▶ **Problem to work on**
Each line below must be reproduced exactly.

++++++++

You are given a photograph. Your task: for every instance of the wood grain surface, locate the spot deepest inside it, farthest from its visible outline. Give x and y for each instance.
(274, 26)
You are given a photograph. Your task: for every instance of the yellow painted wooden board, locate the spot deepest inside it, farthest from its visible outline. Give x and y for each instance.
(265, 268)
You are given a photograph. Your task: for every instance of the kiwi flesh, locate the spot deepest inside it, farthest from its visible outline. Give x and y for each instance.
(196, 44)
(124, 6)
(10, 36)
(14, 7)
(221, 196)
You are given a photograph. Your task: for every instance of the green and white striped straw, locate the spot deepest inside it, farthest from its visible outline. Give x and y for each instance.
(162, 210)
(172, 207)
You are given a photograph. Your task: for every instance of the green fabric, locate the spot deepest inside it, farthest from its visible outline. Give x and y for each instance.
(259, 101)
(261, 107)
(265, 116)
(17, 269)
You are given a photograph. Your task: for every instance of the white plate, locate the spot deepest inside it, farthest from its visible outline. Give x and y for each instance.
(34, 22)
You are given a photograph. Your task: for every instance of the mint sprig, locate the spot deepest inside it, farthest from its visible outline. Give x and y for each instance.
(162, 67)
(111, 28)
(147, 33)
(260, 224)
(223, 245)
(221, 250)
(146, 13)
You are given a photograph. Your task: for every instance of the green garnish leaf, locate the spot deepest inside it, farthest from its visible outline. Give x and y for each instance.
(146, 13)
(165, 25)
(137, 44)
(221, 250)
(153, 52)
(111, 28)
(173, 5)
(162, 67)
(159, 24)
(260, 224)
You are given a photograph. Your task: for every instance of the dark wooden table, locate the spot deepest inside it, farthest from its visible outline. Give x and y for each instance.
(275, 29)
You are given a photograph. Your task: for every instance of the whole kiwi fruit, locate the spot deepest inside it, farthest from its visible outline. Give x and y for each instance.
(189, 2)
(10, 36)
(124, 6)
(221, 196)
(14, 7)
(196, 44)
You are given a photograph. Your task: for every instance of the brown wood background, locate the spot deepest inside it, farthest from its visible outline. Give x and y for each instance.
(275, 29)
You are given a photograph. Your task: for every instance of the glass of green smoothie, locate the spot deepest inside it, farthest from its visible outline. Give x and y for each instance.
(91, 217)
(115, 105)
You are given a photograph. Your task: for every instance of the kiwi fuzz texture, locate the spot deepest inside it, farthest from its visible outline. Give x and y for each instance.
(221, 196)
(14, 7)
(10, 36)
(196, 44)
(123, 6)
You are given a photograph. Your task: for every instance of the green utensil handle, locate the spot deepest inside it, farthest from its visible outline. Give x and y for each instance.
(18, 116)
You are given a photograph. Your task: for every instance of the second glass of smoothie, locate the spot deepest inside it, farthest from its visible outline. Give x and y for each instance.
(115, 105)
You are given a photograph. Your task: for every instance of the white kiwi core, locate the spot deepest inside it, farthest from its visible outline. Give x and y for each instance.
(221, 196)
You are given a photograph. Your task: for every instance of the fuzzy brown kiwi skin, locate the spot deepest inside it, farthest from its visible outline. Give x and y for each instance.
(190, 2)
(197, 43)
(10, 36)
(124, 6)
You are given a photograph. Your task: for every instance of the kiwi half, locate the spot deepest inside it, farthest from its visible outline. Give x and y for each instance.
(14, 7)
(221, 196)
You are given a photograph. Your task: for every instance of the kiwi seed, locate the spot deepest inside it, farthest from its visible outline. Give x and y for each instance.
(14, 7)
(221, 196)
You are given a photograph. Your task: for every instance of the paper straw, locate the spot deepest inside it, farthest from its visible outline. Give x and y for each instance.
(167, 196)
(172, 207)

++++++++

▶ **Answer box**
You are given a photograph. Your task: for every instance of the wood grain surface, locate the spot deepest inside it, farthest from its visible outline. Give x and y for each instance.
(274, 26)
You are given a photograph. Your task: for every instance of the yellow painted wooden board, locate the spot deepest inside it, farthest from its visible outline. Give x and y for each instance.
(265, 268)
You are given a photograph. Your task: for every instance of the kiwi flesh, locate the spot deepest inside it, farthest from its visible outline. Give x and y for each instance.
(196, 44)
(124, 6)
(10, 36)
(14, 7)
(221, 196)
You are given a photograph. Your task: for every instance of the green and white striped straw, locate the spot deepest inside it, farthest from its visible outline. Give x and y for each instance.
(162, 210)
(172, 207)
You are given a photograph. Your task: for every instance of the green fabric, locate the spot deepest inside it, farthest from its visible outline. Give x and y for each instance.
(259, 101)
(261, 107)
(265, 116)
(17, 269)
You are given a photograph. Your task: for every instance of the white plate, locate the spot deepest inside it, farthest from its visible outline. Give x and y for each instance.
(34, 22)
You are given a photograph. Your task: for every instance of the mint sprig, locate the spot deepest inside it, farthest from its visible outline. Give x and y for each instance.
(162, 67)
(111, 28)
(147, 33)
(260, 224)
(223, 245)
(221, 250)
(146, 13)
You are given a photograph. Your task: for every instance of the green garnish leaf, locate the spot deepest inside it, farthest from its visible outline. Give x and y for each instance.
(146, 13)
(165, 25)
(137, 44)
(221, 250)
(153, 52)
(111, 28)
(173, 5)
(162, 67)
(159, 24)
(260, 224)
You are given a photograph. Your task: for every instance of the dark wooden table, locate the spot deepest inside it, farthest from its visible outline. Give x and y for each instance.
(275, 29)
You are given a photograph. Your task: for every instance of the whole kiwi fruit, locate the spot deepest inside it, farthest from its visible outline. Give x and y for each instance.
(189, 2)
(10, 36)
(124, 6)
(221, 196)
(14, 7)
(196, 44)
You are given a photograph. Your task: for every instance of the brown wood background, locate the spot deepest inside it, farthest from its visible outline. Give x and y for each instance.
(275, 29)
You are given a photograph. Your task: for every instance of the glass of green smoothie, locate the spot deepest inside it, farthest from its visible outline. Give x and y for each instance.
(91, 217)
(115, 105)
You are given a photograph. Your task: for every instance of the kiwi fuzz texture, locate the spot deepest inside it, farthest from its visible outline. Give x and y for each instance.
(221, 196)
(14, 7)
(10, 36)
(196, 44)
(123, 6)
You are given a photograph. Your task: for every instance of the green utensil handle, locate the spot deepest inside it, farthest from its visible outline. Give x and y for each instance.
(18, 116)
You are given a photograph. Your task: for every instance of the second glass of smoothie, locate the spot deepest inside it, farthest from its visible outline. Give x and y for each instance.
(115, 105)
You are given a photograph. Your task: for every instance of the white kiwi core, locate the spot deepest inside it, farthest from its visible outline. Give x and y for each instance.
(221, 196)
You are given a photograph. Your task: for every instance of the fuzzy brown kiwi skin, locate the spot deepest inside it, farthest from its visible outline. Give x and y for each instance.
(190, 2)
(197, 43)
(10, 36)
(124, 6)
You are given a photograph. Your task: for every instance of the kiwi half, locate the spot deepest inside it, farthest from its visible outline. Give x and y for each instance.
(14, 7)
(221, 196)
You are given a photograph. Your task: for every instance of the kiwi seed, locate the spot deepest inside it, farthest from its visible outline. Give x and y for each instance.
(14, 7)
(221, 196)
You are given a photograph. Your task: for every instance of the paper straw, locate the spot deepest inside it, farthest from its visible outline. Give x and y for each instance.
(167, 196)
(172, 207)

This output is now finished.